What you have to do | Can the lines below, from the one that holds "label the graphic" to the very end, be echoed exactly, with both ends included and no pictures?
##### Data for this exercise
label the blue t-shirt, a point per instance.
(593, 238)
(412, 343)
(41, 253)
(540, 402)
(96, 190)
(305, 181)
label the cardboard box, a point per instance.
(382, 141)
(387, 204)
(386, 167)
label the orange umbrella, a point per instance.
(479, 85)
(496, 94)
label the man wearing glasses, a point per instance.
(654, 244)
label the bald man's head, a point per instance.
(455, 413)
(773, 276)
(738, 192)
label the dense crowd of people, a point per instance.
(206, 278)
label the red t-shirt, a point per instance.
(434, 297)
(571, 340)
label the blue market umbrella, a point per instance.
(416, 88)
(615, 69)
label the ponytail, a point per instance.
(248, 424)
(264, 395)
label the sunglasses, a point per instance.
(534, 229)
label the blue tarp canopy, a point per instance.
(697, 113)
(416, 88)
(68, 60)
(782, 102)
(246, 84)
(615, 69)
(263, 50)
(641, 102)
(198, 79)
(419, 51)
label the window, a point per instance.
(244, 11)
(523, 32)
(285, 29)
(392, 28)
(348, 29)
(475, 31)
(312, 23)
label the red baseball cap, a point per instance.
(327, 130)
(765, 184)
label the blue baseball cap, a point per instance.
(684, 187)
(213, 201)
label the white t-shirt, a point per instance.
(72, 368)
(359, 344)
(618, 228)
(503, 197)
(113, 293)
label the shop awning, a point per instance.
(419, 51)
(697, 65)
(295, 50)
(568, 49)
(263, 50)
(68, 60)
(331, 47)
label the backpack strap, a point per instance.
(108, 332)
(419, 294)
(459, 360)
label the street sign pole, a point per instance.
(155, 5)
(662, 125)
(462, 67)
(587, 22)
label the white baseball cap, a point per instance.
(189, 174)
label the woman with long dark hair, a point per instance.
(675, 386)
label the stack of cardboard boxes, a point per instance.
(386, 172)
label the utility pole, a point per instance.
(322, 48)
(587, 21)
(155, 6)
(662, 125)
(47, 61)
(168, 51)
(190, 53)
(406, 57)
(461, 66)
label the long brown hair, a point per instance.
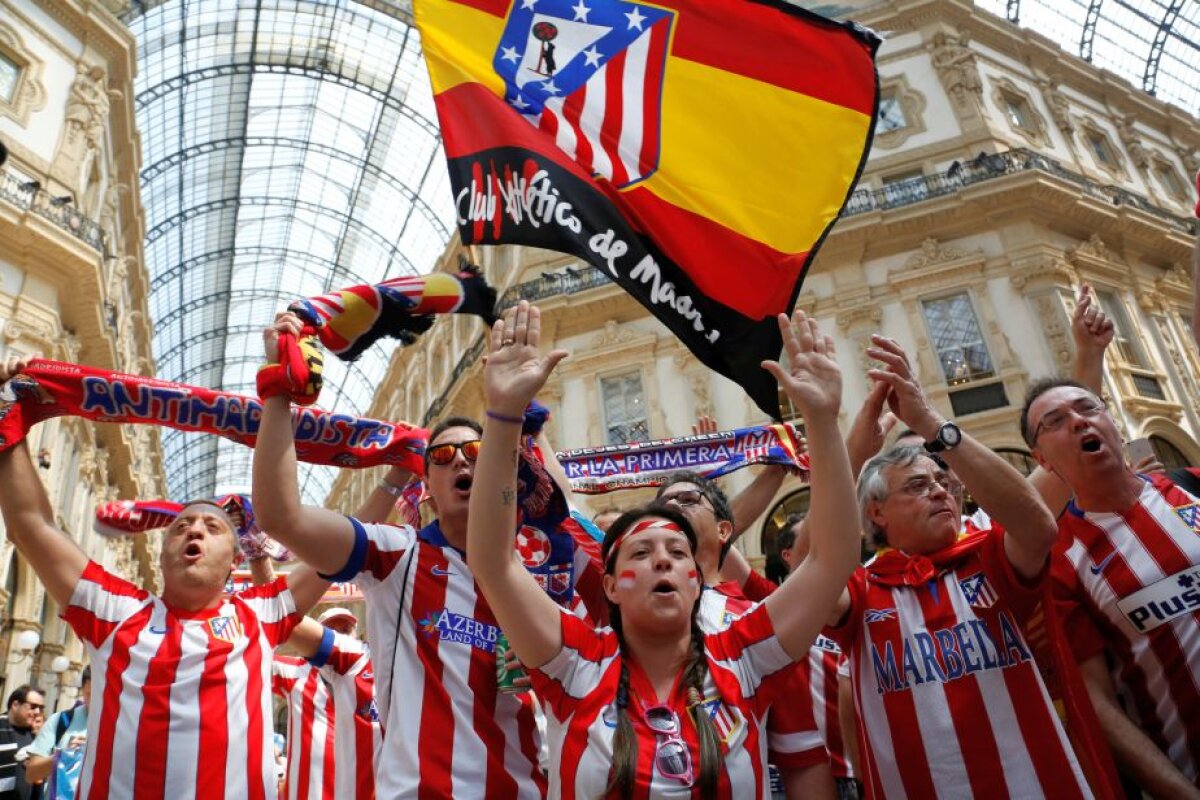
(624, 743)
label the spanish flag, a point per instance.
(696, 151)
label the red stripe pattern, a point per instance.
(747, 671)
(178, 703)
(948, 698)
(1135, 577)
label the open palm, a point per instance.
(516, 367)
(811, 378)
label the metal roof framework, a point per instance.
(291, 148)
(1155, 44)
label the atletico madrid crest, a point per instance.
(978, 591)
(591, 74)
(1191, 516)
(227, 629)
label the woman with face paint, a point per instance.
(652, 707)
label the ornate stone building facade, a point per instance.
(1003, 174)
(72, 287)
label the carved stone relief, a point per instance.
(957, 67)
(30, 92)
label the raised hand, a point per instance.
(516, 367)
(13, 366)
(870, 427)
(813, 379)
(1090, 326)
(905, 396)
(285, 323)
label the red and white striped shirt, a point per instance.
(311, 753)
(793, 737)
(1137, 578)
(346, 666)
(748, 669)
(948, 698)
(180, 703)
(448, 731)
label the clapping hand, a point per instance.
(811, 379)
(905, 396)
(516, 367)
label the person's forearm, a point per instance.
(378, 505)
(753, 500)
(493, 501)
(1087, 367)
(261, 571)
(37, 769)
(310, 533)
(23, 500)
(1137, 755)
(835, 536)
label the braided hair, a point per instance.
(624, 744)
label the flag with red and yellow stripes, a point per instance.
(696, 151)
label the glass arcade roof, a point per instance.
(288, 149)
(291, 148)
(1155, 44)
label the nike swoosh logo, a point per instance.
(1099, 567)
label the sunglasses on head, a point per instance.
(443, 455)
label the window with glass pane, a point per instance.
(892, 116)
(958, 340)
(1125, 337)
(1018, 112)
(1101, 149)
(624, 408)
(1170, 179)
(906, 187)
(10, 72)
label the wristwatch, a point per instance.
(948, 438)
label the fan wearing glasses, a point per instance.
(653, 705)
(27, 708)
(1132, 553)
(430, 631)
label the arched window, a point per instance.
(795, 503)
(1170, 456)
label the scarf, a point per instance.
(597, 470)
(49, 389)
(349, 320)
(1048, 643)
(127, 517)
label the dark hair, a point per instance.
(709, 488)
(22, 692)
(624, 743)
(786, 536)
(1037, 390)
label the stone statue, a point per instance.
(1129, 138)
(1060, 107)
(955, 66)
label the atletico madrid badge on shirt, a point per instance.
(1189, 515)
(978, 591)
(227, 629)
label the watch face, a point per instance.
(951, 434)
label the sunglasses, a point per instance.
(443, 455)
(671, 755)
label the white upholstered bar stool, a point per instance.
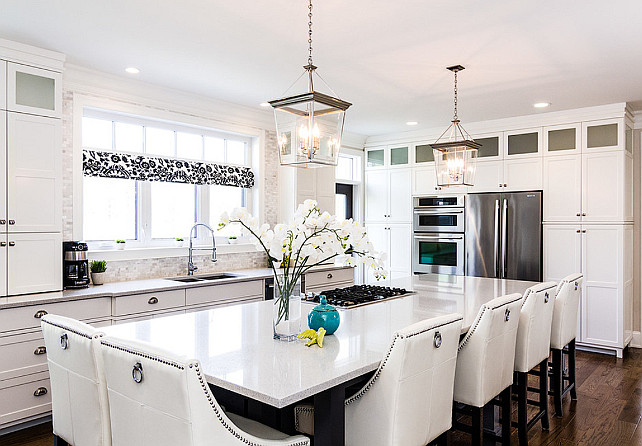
(157, 398)
(532, 349)
(78, 392)
(563, 333)
(408, 400)
(485, 365)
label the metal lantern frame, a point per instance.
(455, 151)
(309, 126)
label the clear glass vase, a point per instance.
(286, 309)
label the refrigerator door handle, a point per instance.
(504, 236)
(496, 238)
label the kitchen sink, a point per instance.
(203, 278)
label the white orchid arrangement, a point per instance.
(310, 239)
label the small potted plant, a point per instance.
(98, 268)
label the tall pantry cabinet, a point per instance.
(30, 170)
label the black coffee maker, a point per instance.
(75, 265)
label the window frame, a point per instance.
(143, 220)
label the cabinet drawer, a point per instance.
(328, 279)
(222, 292)
(29, 317)
(141, 303)
(18, 398)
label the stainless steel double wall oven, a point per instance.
(438, 240)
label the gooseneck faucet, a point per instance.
(190, 263)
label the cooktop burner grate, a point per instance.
(358, 295)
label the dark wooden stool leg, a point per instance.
(506, 415)
(543, 392)
(522, 414)
(557, 382)
(478, 426)
(571, 369)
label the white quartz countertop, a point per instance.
(235, 346)
(131, 287)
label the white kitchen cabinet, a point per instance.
(562, 186)
(34, 262)
(34, 90)
(34, 173)
(603, 254)
(396, 241)
(388, 195)
(522, 174)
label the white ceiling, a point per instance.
(386, 57)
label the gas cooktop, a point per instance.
(358, 295)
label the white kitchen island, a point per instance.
(237, 352)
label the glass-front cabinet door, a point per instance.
(34, 90)
(562, 139)
(522, 143)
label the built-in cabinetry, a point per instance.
(30, 166)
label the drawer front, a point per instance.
(328, 279)
(228, 291)
(29, 317)
(142, 303)
(19, 401)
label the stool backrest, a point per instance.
(567, 304)
(487, 353)
(79, 403)
(534, 330)
(409, 399)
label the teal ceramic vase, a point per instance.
(324, 315)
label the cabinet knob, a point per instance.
(40, 350)
(40, 391)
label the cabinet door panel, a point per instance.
(376, 195)
(523, 174)
(602, 186)
(34, 90)
(562, 188)
(400, 196)
(35, 263)
(34, 174)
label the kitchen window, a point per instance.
(155, 213)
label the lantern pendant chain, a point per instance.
(455, 117)
(310, 33)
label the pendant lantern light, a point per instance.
(309, 126)
(455, 151)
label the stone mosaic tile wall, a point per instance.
(170, 266)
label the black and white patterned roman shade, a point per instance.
(152, 168)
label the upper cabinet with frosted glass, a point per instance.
(388, 156)
(33, 90)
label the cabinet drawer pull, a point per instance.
(40, 391)
(40, 350)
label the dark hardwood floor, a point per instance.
(607, 412)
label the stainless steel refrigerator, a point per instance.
(504, 235)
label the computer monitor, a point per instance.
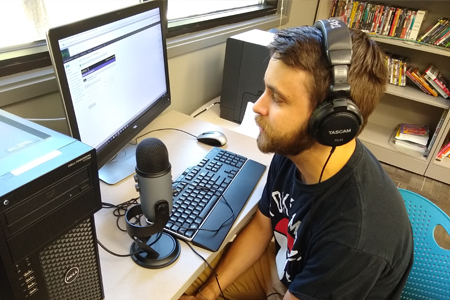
(113, 77)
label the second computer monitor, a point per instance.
(113, 76)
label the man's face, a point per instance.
(283, 111)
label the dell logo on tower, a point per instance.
(71, 275)
(334, 23)
(340, 131)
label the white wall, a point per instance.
(196, 77)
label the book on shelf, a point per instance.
(435, 85)
(416, 133)
(416, 82)
(397, 66)
(416, 26)
(438, 78)
(380, 18)
(444, 152)
(419, 78)
(434, 30)
(436, 132)
(407, 146)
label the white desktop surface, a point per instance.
(124, 279)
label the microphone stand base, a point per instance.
(167, 247)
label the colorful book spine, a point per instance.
(418, 84)
(445, 151)
(435, 74)
(436, 132)
(419, 78)
(418, 21)
(435, 86)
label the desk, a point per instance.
(122, 278)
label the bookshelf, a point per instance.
(409, 104)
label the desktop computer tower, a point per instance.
(49, 192)
(246, 60)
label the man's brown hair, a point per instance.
(302, 48)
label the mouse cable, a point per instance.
(129, 254)
(161, 129)
(202, 111)
(120, 209)
(213, 271)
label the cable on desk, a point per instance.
(213, 271)
(199, 113)
(129, 254)
(120, 209)
(162, 129)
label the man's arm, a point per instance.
(246, 249)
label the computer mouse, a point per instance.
(212, 138)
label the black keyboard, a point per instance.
(208, 197)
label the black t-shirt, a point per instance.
(357, 243)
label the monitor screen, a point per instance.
(113, 77)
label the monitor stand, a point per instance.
(120, 167)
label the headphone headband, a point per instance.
(338, 48)
(336, 121)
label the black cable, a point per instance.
(199, 113)
(120, 209)
(162, 129)
(129, 254)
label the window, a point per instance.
(28, 20)
(193, 24)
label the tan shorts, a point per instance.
(257, 283)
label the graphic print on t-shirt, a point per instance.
(285, 233)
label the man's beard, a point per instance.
(287, 144)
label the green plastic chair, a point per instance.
(430, 275)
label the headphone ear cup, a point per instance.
(335, 123)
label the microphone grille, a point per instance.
(152, 156)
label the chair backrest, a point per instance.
(430, 274)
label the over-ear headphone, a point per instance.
(337, 120)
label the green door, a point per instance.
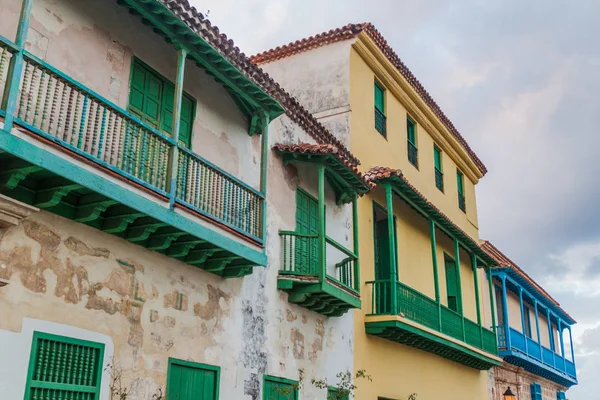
(192, 381)
(307, 221)
(451, 283)
(279, 389)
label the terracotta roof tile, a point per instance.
(351, 31)
(505, 262)
(202, 26)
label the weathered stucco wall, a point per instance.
(520, 382)
(146, 306)
(95, 42)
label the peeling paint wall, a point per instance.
(152, 307)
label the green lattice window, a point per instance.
(63, 368)
(411, 136)
(460, 184)
(536, 391)
(279, 389)
(151, 98)
(439, 174)
(380, 119)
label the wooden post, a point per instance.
(174, 150)
(355, 233)
(15, 69)
(264, 166)
(394, 276)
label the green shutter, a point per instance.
(451, 283)
(307, 221)
(536, 391)
(437, 157)
(151, 98)
(62, 368)
(411, 131)
(192, 381)
(279, 389)
(379, 98)
(459, 182)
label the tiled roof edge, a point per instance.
(350, 31)
(201, 25)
##########
Solution to this exercise |
label the graphic print on t-shirt, a point per instance.
(285, 233)
label the man's beard, a point per instance.
(287, 144)
label the green plastic chair, a point per instance.
(430, 275)
label the headphone ear cup, a point per instance.
(335, 123)
label the microphone grille, a point per instance.
(152, 156)
label the chair backrest, a point per instance.
(430, 274)
label the over-ear headphone, a point per instance.
(337, 120)
label the green door, a point per instance.
(192, 381)
(307, 221)
(451, 283)
(279, 389)
label the terracotta roof tile, a point per instance.
(351, 31)
(505, 262)
(202, 26)
label the weathered stucco wall, a point per instance.
(520, 382)
(146, 306)
(95, 42)
label the peeling paint wall, a point per instance.
(152, 307)
label the green lattice window, a point per instance.
(63, 368)
(411, 136)
(460, 184)
(536, 391)
(279, 389)
(151, 98)
(439, 174)
(380, 119)
label the wooden post, a point per instance.
(174, 150)
(355, 233)
(15, 69)
(264, 166)
(394, 276)
label the green shutter, a point per instance.
(451, 283)
(307, 221)
(536, 391)
(437, 157)
(151, 98)
(62, 368)
(411, 131)
(192, 381)
(279, 389)
(379, 98)
(459, 182)
label the tiled roof edge, a point per instance.
(350, 31)
(201, 25)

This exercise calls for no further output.